REQUEST
Report each line of the material below that contains the string "coords".

PROVIDED MATERIAL
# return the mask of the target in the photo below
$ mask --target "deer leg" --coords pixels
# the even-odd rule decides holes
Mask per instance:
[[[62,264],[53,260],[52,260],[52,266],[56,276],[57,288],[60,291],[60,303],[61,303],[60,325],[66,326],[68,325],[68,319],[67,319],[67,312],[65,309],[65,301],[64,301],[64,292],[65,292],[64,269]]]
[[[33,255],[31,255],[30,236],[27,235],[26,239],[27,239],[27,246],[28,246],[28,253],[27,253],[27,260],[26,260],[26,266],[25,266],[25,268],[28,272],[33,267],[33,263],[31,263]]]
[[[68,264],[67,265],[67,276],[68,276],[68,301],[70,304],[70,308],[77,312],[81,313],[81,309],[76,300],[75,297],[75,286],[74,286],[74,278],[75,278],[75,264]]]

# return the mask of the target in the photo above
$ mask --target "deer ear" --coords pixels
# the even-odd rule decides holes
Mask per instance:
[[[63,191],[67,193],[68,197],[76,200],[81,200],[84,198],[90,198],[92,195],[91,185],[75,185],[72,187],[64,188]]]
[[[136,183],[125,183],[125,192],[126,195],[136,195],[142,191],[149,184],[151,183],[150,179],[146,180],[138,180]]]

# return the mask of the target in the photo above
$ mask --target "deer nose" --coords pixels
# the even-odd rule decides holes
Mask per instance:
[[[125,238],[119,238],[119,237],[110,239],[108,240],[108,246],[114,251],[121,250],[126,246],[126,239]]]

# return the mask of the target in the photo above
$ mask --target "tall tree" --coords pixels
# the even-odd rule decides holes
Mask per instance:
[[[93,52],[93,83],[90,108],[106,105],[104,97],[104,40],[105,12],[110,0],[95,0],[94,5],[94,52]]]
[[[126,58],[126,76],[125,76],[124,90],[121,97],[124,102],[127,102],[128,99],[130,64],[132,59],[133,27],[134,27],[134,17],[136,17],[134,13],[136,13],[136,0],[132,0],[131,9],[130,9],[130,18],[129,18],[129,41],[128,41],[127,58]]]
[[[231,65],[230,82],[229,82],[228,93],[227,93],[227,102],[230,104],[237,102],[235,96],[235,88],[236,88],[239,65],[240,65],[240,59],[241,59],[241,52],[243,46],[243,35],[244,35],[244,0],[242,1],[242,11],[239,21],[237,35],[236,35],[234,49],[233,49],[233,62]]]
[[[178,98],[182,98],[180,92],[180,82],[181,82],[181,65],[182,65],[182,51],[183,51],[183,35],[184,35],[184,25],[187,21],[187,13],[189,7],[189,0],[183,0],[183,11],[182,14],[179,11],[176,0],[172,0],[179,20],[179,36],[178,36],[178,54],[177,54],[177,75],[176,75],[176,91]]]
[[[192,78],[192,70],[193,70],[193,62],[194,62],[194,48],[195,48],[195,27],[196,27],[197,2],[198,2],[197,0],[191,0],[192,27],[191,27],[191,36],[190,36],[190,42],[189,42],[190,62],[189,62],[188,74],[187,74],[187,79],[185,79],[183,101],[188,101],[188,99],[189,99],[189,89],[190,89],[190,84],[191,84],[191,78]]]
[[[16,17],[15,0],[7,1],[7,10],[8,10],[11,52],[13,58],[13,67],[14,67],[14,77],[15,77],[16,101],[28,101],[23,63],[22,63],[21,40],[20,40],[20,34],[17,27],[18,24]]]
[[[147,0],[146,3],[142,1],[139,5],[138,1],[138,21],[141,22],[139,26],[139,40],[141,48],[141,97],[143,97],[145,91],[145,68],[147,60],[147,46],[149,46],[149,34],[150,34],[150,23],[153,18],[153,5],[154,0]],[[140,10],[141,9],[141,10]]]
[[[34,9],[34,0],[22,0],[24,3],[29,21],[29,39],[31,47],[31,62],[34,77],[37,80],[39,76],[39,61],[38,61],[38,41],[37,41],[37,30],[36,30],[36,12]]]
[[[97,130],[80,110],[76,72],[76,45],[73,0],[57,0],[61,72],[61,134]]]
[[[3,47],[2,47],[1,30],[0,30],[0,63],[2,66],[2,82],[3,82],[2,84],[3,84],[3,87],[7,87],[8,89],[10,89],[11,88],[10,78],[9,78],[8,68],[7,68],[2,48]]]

THE COMPLETED TASK
$ mask --target "deer leg" --coords pixels
$ mask --target "deer ear" --coords pixels
$ mask --target "deer nose" --coords pixels
$ mask --target "tall tree" --coords pixels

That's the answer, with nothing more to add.